▸ **WHAT YOU HAVE TO DO**: For each entry below, write an exact copy and leave out the images.

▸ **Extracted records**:
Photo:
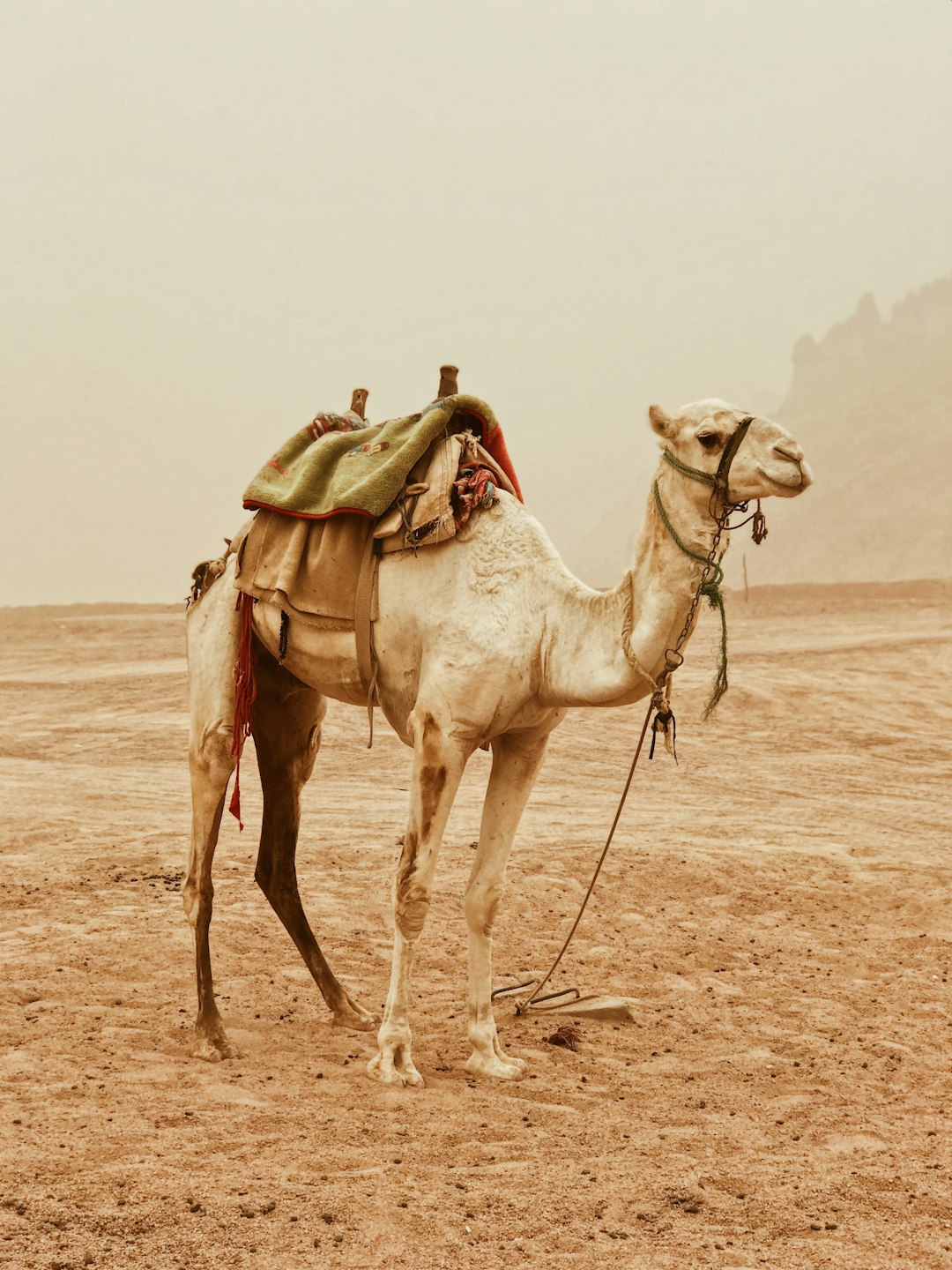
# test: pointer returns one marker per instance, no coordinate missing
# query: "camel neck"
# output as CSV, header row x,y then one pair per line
x,y
587,654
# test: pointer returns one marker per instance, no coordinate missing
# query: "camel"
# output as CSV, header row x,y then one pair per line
x,y
485,640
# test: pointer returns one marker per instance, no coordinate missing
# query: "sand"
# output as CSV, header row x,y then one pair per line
x,y
778,907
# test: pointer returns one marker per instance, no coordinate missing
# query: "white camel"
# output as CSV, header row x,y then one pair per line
x,y
487,639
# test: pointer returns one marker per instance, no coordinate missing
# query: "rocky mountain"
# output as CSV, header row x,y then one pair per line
x,y
871,404
873,407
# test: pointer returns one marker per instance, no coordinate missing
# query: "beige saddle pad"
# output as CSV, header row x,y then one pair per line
x,y
312,569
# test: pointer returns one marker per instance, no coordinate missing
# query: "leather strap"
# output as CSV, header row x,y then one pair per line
x,y
363,601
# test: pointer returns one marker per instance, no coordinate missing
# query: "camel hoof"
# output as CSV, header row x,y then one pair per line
x,y
385,1071
213,1050
501,1068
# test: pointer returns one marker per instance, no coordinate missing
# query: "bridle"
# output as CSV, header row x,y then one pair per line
x,y
712,574
720,481
710,586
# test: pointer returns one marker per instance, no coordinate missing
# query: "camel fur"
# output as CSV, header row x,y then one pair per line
x,y
487,639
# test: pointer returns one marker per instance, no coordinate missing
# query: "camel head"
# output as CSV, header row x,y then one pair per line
x,y
768,460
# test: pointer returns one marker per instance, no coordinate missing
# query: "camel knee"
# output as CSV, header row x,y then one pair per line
x,y
413,905
197,902
482,906
210,755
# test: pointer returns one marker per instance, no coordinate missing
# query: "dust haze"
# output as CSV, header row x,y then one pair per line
x,y
219,219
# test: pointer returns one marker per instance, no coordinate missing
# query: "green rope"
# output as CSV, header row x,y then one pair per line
x,y
711,589
693,473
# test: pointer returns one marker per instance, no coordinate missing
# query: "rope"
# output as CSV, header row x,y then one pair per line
x,y
693,473
711,591
524,1006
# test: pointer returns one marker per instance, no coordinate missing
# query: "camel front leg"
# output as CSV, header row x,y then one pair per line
x,y
517,758
438,766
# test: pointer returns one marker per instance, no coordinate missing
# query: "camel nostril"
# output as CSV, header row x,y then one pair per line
x,y
788,450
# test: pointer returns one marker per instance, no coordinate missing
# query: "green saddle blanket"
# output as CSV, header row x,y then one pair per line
x,y
320,473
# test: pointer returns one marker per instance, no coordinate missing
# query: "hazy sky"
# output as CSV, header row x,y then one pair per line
x,y
219,217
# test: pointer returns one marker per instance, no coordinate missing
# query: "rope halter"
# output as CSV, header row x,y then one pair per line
x,y
712,573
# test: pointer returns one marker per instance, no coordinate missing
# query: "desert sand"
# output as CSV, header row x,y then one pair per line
x,y
777,906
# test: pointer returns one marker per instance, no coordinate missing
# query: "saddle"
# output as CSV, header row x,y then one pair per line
x,y
322,572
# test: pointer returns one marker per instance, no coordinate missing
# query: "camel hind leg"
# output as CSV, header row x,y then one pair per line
x,y
287,732
212,637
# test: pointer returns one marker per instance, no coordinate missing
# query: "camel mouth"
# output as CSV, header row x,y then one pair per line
x,y
792,479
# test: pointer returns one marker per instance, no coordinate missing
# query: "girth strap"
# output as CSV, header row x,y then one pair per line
x,y
363,601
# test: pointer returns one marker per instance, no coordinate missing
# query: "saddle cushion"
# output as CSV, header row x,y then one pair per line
x,y
309,568
320,474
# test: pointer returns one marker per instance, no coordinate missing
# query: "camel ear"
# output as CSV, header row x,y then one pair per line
x,y
663,424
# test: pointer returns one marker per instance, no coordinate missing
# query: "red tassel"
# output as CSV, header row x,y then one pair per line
x,y
245,692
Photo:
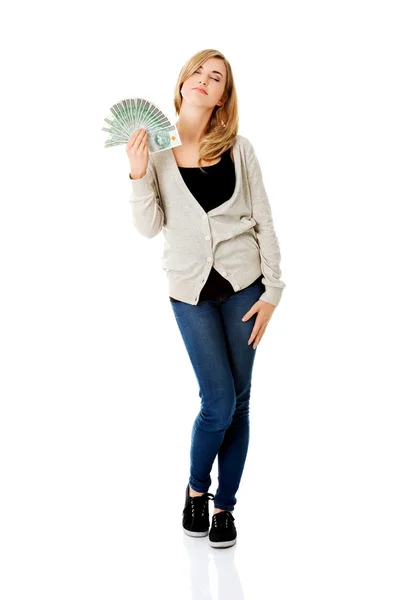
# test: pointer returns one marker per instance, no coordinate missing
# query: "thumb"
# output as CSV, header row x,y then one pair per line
x,y
248,314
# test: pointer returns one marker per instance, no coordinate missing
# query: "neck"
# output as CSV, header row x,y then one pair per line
x,y
192,123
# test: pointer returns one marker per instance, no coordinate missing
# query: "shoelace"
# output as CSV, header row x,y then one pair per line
x,y
202,500
224,521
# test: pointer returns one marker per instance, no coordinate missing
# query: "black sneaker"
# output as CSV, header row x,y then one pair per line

▸ **YOUR SOLUTION**:
Photo:
# test: pointer returns one marker per instance, no coordinate missing
# query: "camel neck"
# output as CSV, header row x,y then one pair per line
x,y
587,654
# test: pointer returns one marker per instance, no coordinate missing
# query: "camel"
# output as CSV, header row x,y then one pair per line
x,y
485,640
# test: pointer returns one marker per instance, no coordinate missing
# query: "sand"
# output as CSV, header row x,y then one pair per line
x,y
778,907
# test: pointer returns one marker per instance, no coordinate missing
# query: "white camel"
# output as CSV, header row x,y then one pair per line
x,y
487,639
# test: pointer returns one marker per instance, no coordinate missing
# query: "rocky mountain"
# output as CSV, header row x,y then one pair per line
x,y
871,404
873,407
# test: pointer returns one marker per instance, no coordinate missing
# query: "beige saddle pad"
# output as CSV, header row x,y then one pair per line
x,y
312,569
# test: pointer returns one marker per instance, no coordinate missing
# query: "leather strap"
# output as CSV, header row x,y then one pair per line
x,y
363,601
# test: pointer returns one marker per instance, no coordinate missing
# query: "camel hoof"
# output as CSV, header row x,y then one pair per line
x,y
385,1071
213,1050
501,1068
# test: pointer returns one marker per instance, no coordinate missing
# query: "bridle"
# output as CSV, header row x,y then one pair per line
x,y
712,574
720,481
710,586
# test: pointer returns one marker per instance, no coordinate missing
# query: "camel fur"
# output as CSV, header row x,y then one pair per line
x,y
487,639
# test: pointer returns one marker per instance, no coordinate missing
# query: "camel head"
# output as CSV, header row x,y then one pair per line
x,y
768,460
# test: pointer returns one marker per instance, no coordinate missing
# query: "camel knee"
# output as CSV, header row x,y then one pair per line
x,y
413,905
197,902
482,906
210,755
# test: pointer returns one marker per instance, no coordinate missing
# query: "dust haze"
# output as CSV, header row x,y then one pair per line
x,y
219,219
# test: pointer returns one marker per instance, no coordinate missing
# query: "green rope"
# output as CSV, header row x,y then one pair per line
x,y
711,589
693,473
# test: pointer returns one marker per instance, no coordinate missing
# query: "rope"
# output as CSV, header row x,y then one pair per line
x,y
693,473
711,591
524,1006
# test: pointer returns one marker per instance, no coordinate missing
# query: "camel front leg"
# output as CSV, header row x,y then one pair per line
x,y
517,758
438,766
# test: pointer returns one marker per instance, no coordinate missing
# query: "camel nostril"
# output as CSV, header row x,y then one pair per line
x,y
788,450
# test: pointer returns one marker per instance, no coordinate missing
# query: "green saddle blanket"
# output as CSV, header row x,y then one pair per line
x,y
320,473
# test: pointer returns one marker per instance, no coordinate missing
# query: "hazy sky"
# output as CSV, header row x,y then one pair per line
x,y
219,217
# test: pointer returns one marker per instance, no coordinate missing
# query: "rope halter"
# output as CSV, header row x,y then one pair per line
x,y
712,573
# test: pointer returns one marker per instance, no coordinate missing
# query: "desert sand"
# output as CSV, header row x,y then one pair per line
x,y
777,906
# test: pointer returns one marker per instance, no coordinate missing
# query: "saddle"
# output as CSV, header row x,y then one pair per line
x,y
322,572
# test: pointer returns one marker per instance, no coordinate missing
# query: "camel hind leg"
# output as CSV, header row x,y then one pair per line
x,y
287,732
212,637
# test: pointer returns one marker per instance, no coordinate missing
# query: "camel mouth"
# output as CSV, header row x,y then one pair per line
x,y
792,479
# test: pointer returns one marker per instance, no coordinate missing
# query: "girth strap"
# output as CSV, header row x,y then one pair per line
x,y
363,601
# test: pointer returns one marker per instance, no coordinate missing
# query: "saddle cushion"
# output as CSV, header row x,y then one pair per line
x,y
309,568
320,474
# test: pointer returns one marker per instance, no coordinate missing
# query: "camel ear"
# output as CSV, header row x,y then one pair per line
x,y
663,424
# test: pointer returns one marker per instance, no coordinate missing
# query: "red tassel"
# output as CSV, header row x,y then one pair per line
x,y
245,692
Photo:
# test: pointer returns one marker per instance, no coordinate missing
# query: "thumb"
# output as CSV, header row x,y then one pair per line
x,y
248,314
# test: pointer returns one marker per instance, no coordinate missing
# query: "neck"
# output as CSV, header row x,y then one pair per line
x,y
192,123
# test: pointer returns one marker per instance, no coordinate missing
# query: "shoelace"
# output as CSV, header row x,y then one pair per line
x,y
202,500
224,521
# test: pointer returns one marker per instance, no coordinate missing
# query: "black sneaker"
# output as CSV, header row x,y then one pair per line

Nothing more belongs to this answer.